Rewrite every line of the listing below as a numbered list, skipping any blank lines.

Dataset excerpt

:::

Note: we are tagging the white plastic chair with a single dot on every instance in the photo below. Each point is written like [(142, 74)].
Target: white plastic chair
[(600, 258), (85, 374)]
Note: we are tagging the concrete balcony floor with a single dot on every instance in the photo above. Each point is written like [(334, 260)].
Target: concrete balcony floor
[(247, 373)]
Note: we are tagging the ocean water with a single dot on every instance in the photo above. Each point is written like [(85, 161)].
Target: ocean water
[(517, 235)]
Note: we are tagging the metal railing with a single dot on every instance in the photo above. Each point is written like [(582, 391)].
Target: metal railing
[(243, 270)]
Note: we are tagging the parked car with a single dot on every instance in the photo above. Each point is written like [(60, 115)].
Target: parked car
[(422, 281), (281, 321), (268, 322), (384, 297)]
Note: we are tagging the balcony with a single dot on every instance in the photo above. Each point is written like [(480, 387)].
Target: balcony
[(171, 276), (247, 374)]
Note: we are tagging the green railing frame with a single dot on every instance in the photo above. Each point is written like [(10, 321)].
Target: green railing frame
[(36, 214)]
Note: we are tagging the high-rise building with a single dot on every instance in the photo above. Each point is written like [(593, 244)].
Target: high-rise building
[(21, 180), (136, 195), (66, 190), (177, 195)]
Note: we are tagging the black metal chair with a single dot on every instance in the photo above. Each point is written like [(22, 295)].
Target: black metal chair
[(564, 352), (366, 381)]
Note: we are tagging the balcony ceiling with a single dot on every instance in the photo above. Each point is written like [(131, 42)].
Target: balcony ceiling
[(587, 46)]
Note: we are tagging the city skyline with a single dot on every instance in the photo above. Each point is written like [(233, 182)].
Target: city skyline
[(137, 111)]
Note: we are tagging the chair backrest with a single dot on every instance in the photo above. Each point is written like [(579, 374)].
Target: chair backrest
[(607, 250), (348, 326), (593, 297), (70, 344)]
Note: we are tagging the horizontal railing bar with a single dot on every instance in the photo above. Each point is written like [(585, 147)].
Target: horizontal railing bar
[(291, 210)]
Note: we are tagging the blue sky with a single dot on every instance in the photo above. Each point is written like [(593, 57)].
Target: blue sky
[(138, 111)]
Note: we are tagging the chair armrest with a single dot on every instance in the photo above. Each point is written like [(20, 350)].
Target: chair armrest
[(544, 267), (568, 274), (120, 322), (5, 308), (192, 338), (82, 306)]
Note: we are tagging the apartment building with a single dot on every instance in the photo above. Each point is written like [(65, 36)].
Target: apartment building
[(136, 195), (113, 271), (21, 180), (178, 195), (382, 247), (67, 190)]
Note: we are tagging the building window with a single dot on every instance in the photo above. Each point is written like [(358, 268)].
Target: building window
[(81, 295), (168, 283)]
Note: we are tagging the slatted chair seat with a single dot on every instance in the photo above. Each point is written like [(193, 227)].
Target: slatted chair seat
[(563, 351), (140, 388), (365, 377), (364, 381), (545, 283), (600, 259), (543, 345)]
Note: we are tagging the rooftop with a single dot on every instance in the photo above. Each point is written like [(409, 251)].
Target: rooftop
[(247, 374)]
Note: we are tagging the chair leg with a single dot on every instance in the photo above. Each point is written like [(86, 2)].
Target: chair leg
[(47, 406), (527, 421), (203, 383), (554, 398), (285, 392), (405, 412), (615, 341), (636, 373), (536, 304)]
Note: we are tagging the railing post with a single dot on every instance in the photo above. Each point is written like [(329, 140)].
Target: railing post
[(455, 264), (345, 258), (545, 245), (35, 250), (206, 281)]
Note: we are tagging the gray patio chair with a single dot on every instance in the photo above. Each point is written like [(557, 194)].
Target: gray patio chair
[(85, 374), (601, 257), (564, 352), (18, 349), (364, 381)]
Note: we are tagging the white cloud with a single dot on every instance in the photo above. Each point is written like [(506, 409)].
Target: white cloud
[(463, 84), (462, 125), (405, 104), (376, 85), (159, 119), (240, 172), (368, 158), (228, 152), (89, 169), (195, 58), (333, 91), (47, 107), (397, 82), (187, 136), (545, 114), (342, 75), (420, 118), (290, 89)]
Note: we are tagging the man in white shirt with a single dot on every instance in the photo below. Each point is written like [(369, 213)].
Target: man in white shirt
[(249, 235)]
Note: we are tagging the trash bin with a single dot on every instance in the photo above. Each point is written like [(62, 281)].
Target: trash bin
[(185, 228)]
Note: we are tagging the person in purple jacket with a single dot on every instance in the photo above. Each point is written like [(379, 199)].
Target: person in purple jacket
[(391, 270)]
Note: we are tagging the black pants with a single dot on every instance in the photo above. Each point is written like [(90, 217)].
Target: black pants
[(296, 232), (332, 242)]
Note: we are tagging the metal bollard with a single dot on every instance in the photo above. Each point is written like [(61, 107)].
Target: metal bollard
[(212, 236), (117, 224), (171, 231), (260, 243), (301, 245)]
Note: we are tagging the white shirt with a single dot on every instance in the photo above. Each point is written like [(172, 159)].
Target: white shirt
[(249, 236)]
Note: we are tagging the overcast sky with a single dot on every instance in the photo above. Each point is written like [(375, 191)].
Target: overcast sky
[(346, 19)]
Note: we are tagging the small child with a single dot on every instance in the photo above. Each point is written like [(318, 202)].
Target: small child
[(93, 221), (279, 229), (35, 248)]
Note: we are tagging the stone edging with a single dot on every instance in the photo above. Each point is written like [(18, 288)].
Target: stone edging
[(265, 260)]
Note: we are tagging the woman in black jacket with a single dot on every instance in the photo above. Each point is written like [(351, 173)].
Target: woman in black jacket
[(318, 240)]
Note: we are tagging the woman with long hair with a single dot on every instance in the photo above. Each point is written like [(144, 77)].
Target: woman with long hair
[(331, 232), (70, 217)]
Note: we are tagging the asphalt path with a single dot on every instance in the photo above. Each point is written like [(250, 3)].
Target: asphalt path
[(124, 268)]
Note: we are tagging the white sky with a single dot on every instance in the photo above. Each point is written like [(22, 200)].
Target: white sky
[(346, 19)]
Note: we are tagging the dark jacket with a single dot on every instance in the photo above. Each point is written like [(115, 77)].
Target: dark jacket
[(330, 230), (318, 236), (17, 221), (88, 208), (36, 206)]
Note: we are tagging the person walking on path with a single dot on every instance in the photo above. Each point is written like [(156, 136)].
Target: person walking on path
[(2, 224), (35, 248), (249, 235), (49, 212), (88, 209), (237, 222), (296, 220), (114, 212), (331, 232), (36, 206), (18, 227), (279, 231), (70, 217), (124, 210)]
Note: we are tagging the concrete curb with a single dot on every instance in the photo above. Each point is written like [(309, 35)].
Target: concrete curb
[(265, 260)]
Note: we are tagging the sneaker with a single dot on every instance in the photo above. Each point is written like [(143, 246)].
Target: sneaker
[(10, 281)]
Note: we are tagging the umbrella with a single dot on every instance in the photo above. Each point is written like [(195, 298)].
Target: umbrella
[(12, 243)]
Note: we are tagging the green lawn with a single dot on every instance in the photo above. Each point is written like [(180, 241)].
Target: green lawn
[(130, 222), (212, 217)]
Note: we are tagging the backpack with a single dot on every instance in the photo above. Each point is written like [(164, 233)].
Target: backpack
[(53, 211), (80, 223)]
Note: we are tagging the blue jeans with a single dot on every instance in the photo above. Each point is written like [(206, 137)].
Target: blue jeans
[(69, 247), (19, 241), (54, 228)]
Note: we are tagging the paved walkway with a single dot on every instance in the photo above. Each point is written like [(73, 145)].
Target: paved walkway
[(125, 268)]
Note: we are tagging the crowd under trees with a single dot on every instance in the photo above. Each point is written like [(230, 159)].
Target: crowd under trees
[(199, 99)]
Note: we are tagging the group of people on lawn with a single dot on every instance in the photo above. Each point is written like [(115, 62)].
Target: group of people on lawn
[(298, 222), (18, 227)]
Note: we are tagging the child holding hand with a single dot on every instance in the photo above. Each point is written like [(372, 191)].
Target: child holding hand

:::

§ Result below
1. Note: we are tagging the white plastic chair with a single dot on every instance in the photo below. Each point is written like [(142, 74)].
2. Target: white plastic chair
3. [(600, 258), (85, 374)]
4. Note: we are tagging the concrete balcony floor with a single dot on every instance in the photo above. Each point is written like [(334, 260)].
5. Target: concrete balcony floor
6. [(247, 373)]
7. Note: we are tagging the ocean water with a single dot on every instance in the photo above. Each point is written like [(85, 161)].
8. Target: ocean water
9. [(517, 235)]
10. Note: we are tagging the metal railing with a single dot on every instance in the photo above. Each point is written like [(582, 391)].
11. Target: metal railing
12. [(243, 270)]
13. Note: we are tagging the parked car with a single dot on every instance in the photo above. Each point is written like [(60, 115)].
14. Target: parked car
15. [(422, 281), (281, 321), (268, 322), (384, 297)]
16. Note: we are tagging the balcony with a single dot on every instance in the photo above. Each point is written like [(480, 387)].
17. Target: balcony
18. [(171, 276), (247, 374)]
19. Note: we are tagging the green railing frame with a single dot on every instance in the photo above. Each point is written like [(10, 321)].
20. Target: green railing frame
21. [(36, 214)]
22. Note: we are tagging the high-rise building with a single dot on every instance in the photo above. Each point is written like [(593, 244)].
23. Target: high-rise building
24. [(21, 180), (136, 195), (66, 190), (177, 195)]
25. Note: we are tagging the black metal chair with a single dot on every instance in the photo above. Each point is written like [(22, 295)].
26. Target: black metal chair
27. [(564, 352), (366, 381)]
28. Note: we are tagging the balcony ceiling with a single dot on every instance in the photo above. Each point is written like [(131, 42)].
29. Target: balcony ceiling
30. [(587, 46)]
31. Note: we are tagging the city skyline with a single dot on every instance in the photo above. Each point is written like [(233, 182)].
32. Target: city skyline
33. [(137, 111)]
34. Note: we are tagging the chair backrest with a single dot on every instance in the photo above. Each point is written like [(579, 374)].
35. Target: chair backrest
36. [(607, 250), (348, 326), (593, 297), (70, 344)]
37. Note: we are tagging the horizontal railing bar with a single dot on every instance in the photo above. Each point is written like [(585, 147)].
38. Target: horizontal railing bar
39. [(291, 210)]
40. Note: we are tagging the blue sky with a single dot on every instance in the photo above. Each point is written like [(593, 57)].
41. Target: blue sky
42. [(138, 111)]
43. Note: we are tagging the chair armrest with a single dot on every instance in the photo above. Each point is written like [(20, 350)].
44. Target: chair armrest
45. [(544, 267), (568, 274), (120, 322), (5, 308), (192, 338), (82, 306)]
46. Note: we are tagging the apartment building with a single dot on every instance in the photo above. Each point is written like [(65, 36)].
47. Target: apartment building
48. [(136, 195), (113, 271), (21, 180), (178, 195), (382, 247), (67, 190)]
49. Note: we are tagging the building window with a single dot on every instance in the photo above. Each point is written like [(358, 268)].
50. Target: building window
51. [(81, 295), (168, 283)]
52. Note: we are tagging the slatted chair seat with a single dot on every instance in the photo above. Each point is written like [(193, 227)].
53. Target: slatted chair seat
54. [(563, 351), (140, 388), (365, 377), (364, 381), (545, 283), (600, 259), (543, 345)]
55. Note: we are tagging the rooftop with a single dot on every instance in the photo above. Each point is written like [(409, 251)].
56. Target: rooftop
57. [(247, 374)]
58. Note: we are tagging the chair leg with a single dot on every instance in the photo above. Each point is written like [(86, 2)].
59. Target: chair leg
60. [(47, 406), (527, 421), (203, 383), (554, 398), (285, 392), (405, 412), (615, 341), (636, 373), (536, 304)]
61. Note: we are tagging the railing post with a single dot on every instance in the photo above. Each point is written like [(329, 140)].
62. Target: railing post
63. [(455, 264), (345, 258), (545, 245), (35, 250), (206, 281)]
64. Note: we are tagging the gray patio chair with a single dot on every instance in the photo above. Each point is written like [(557, 194)].
65. Target: gray patio chair
66. [(85, 374), (601, 257), (564, 352), (18, 349), (364, 381)]
67. Note: we are tagging the white cloud with a single dot on every instance in the photo above. Each point is written like [(506, 409)].
68. Target: white cloud
69. [(463, 84), (462, 125), (405, 104), (376, 85), (159, 119), (240, 172), (368, 158), (228, 152), (89, 169), (195, 58), (333, 91), (47, 107), (397, 82), (187, 136), (545, 114), (342, 75), (420, 118), (290, 89)]
70. Note: we are tagging the man in white shirt with a single dot on every instance in the photo below. Each point is written like [(369, 213)].
71. Target: man in white shirt
72. [(249, 235)]
73. Note: we are tagging the trash bin with a single dot on every instance in the photo above. Each point is written like [(62, 281)].
74. Target: trash bin
75. [(185, 228)]
76. Note: we are tagging the person in purple jacket with a single dot on every instance in the photo above. Each point is written like [(379, 199)].
77. Target: person in purple jacket
78. [(391, 270)]
79. Note: we are tagging the black pants with a single dot on every instance in the photo above. Each point is written like [(90, 217)].
80. Target: black pants
81. [(296, 232), (332, 242)]
82. Note: we are tagging the metal bollard with a single dot on every instance in the photo above. Each point is written like [(61, 107)].
83. Target: metal bollard
84. [(212, 236), (117, 224), (171, 231), (260, 243), (301, 245)]
85. Note: we are tagging the white shirt with a single dot on every instance in the photo above. Each point is written like [(172, 159)].
86. Target: white shirt
87. [(249, 236)]
88. Note: we are tagging the overcast sky with a single dot on every instance in the photo above. Each point is written like [(375, 191)].
89. Target: overcast sky
90. [(346, 19)]
91. Note: we are tagging the small child with a single dot on every instance in the photo above. Each point is written like [(318, 202)].
92. Target: small child
93. [(93, 221), (279, 229), (35, 248)]
94. Note: we are tagging the stone edging with a single dot on every instance in the photo above. Each point is written like [(18, 288)].
95. Target: stone edging
96. [(265, 260)]
97. Note: we are tagging the woman in black jacket with a single dot on every instance in the photo above. Each point is written like [(351, 173)].
98. Target: woman in black jacket
99. [(318, 240)]
100. Note: we are tagging the woman with long hair with a single dot on every instance in the photo above. Each point is written like [(144, 77)].
101. Target: woman with long hair
102. [(331, 232), (70, 217)]
103. Note: we are tagging the asphalt path with a single dot on every instance in the photo above. Each point is written like [(250, 3)].
104. Target: asphalt path
105. [(124, 268)]
106. Note: we are tagging the white sky with a single dot on every instance in the photo above. Each point is written like [(22, 200)].
107. Target: white sky
108. [(346, 19)]
109. Note: we are tagging the dark jacket with a single dot on every instance in the photo above. Each point is written like [(115, 77)].
110. Target: dark jacket
111. [(330, 230), (318, 236), (17, 221), (88, 208), (36, 206)]
112. Note: we are tagging the person walking on path with a single dot on every instance in the photo above. Each point is written like [(156, 136)].
113. Target: person walking on path
114. [(2, 224), (35, 248), (249, 235), (49, 212), (88, 209), (237, 222), (296, 220), (114, 212), (331, 232), (36, 206), (18, 227), (279, 231), (70, 217), (124, 210)]
115. Note: we are tagging the concrete curb with a single dot on every instance in the photo above. Each point is written like [(309, 35)].
116. Target: concrete curb
117. [(265, 260)]
118. Note: we are tagging the sneaker with a single dot on every instance in the photo above. Each point is written like [(143, 246)].
119. Target: sneaker
120. [(10, 281)]
121. Note: we are tagging the umbrella with a single dot on every instance in the photo above. Each point is written like [(195, 298)].
122. Target: umbrella
123. [(12, 243)]
124. Note: we are tagging the green lawn with a single dot on every instance in the photo above. Each point is written like [(180, 241)].
125. Target: green lawn
126. [(130, 222), (212, 217)]
127. Note: we are tagging the backpack with a single dot on every instance in the photo above. Each point is written like [(164, 233)].
128. Target: backpack
129. [(53, 211), (80, 223)]
130. Note: we are tagging the blue jeans with a single dot on every instance in the photo above. Each point is written like [(206, 137)].
131. Target: blue jeans
132. [(69, 247), (19, 241), (54, 228)]
133. Note: we are tagging the paved walkway with a single dot on every instance in the photo above. Each point is written like [(73, 145)].
134. Target: paved walkway
135. [(125, 268)]
136. Note: we are tagging the crowd under trees with a single dot on every instance in the photo above. Each point is written like [(230, 159)].
137. Target: crowd under trees
138. [(199, 99)]
139. Note: we are tagging the group of people on lawn with a single dot on every instance in the photo above. Each point is written like [(115, 62)].
140. Target: group of people on lawn
141. [(298, 222), (18, 227)]
142. Note: we are tagging the child holding hand with a single dot on every instance in the photo above. Each point is written like [(372, 191)].
143. Target: child holding hand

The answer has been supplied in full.